-- Start of Data shown --

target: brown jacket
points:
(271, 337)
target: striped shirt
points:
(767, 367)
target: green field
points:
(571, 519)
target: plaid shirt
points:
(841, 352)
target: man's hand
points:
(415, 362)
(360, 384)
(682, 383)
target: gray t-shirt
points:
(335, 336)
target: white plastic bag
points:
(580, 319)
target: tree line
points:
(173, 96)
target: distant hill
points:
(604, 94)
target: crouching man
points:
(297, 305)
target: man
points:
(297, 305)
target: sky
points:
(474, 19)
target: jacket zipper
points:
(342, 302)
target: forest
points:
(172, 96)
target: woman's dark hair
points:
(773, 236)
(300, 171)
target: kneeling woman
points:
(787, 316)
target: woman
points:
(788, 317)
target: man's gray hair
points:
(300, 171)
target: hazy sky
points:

-- End of Data shown --

Print the listing above in its entirety, with every line exact.

target: brown jacket
points:
(271, 337)
target: striped shirt
points:
(767, 367)
target: green field
points:
(571, 519)
target: plaid shirt
points:
(841, 352)
target: man's hand
points:
(415, 362)
(360, 384)
(682, 383)
target: gray t-shirt
points:
(335, 336)
target: white plastic bag
points:
(580, 319)
target: tree line
points:
(173, 96)
target: distant hill
points:
(604, 94)
target: crouching man
points:
(297, 305)
target: man
points:
(297, 305)
target: sky
points:
(474, 19)
target: jacket zipper
points:
(342, 302)
target: forest
points:
(172, 96)
target: woman's dark hair
points:
(773, 236)
(300, 171)
target: kneeling woman
points:
(787, 316)
target: woman
points:
(788, 317)
target: man's gray hair
points:
(300, 171)
target: hazy sky
points:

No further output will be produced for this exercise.